Short exercise A — In the Kafka serialization article, what number does the piece have in the Big Data series?
Short exercise B — Rewrite the Kafka serialization article from "Kafka message goes" to "on acks config.", swapping "Broker" for "Server".
Short exercise C — Carry on the Kafka serialization article past its final sentence.

Quoted passage —
——

Kafka Serialization & Partitioning: Custom Implementation

This is article 58 in the Big Data series, focusing on serialization and partitioning in Kafka Producer sending pipeline, providing complete implementation examples for custom Serializer and Partitioner.

Message Sending Flow Review

Kafka message goes through five stages from construction to disk:

Message creation: Construct ProducerRecord with topic, optional key, body, timestamp, and headers.
Serialization: Convert key and value to byte arrays for network transmission.
Partition selection: Determine target partition based on key or strategy.
Buffer & batch transmission: Messages written to RecordAccumulator, Sender thread batch sends.
ACK confirmation: Broker persists and returns confirmation based on acks config.

This article focuses on steps 2 and 3.

——

Dataset excerpts —
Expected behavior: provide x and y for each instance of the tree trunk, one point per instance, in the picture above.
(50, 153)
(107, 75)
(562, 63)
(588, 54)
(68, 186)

——

Expected output A — 58

Expected output B —
Kafka message goes through five stages from construction to disk:

Message creation: Construct ProducerRecord with topic, optional key, body, timestamp, and headers.
Serialization: Convert key and value to byte arrays for network transmission.
Partition selection: Determine target partition based on key or strategy.
Buffer & batch transmission: Messages written to RecordAccumulator, Sender thread batch sends.
ACK confirmation: Server persists and returns confirmation based on acks config.

Expected output C —
Serialization

Built-in Serializers

Kafka provides common built-in implementations, configured via key.serializer / value.serializer:

Class Name	Use Case
`StringSerializer`	String messages (most common)
`ByteArraySerializer`	Raw bytes, no conversion
`IntegerSerializer`	Integer key, commonly used for partition routing
`LongSerializer`	Long integer key

Custom Serializer

When business objects need to be sent, implement org.apache.kafka.common.serialization.Serializer<T> interface:

public interface Serializer<T> extends Closeable {
    // Optional: read parameters from Producer config
    default void configure(Map<String, ?> configs, boolean isKey) {}
    // Core method: convert object to byte array
    byte[] serialize(String topic, T data);
    // Optional: serialization with Headers (Kafka 2.1+)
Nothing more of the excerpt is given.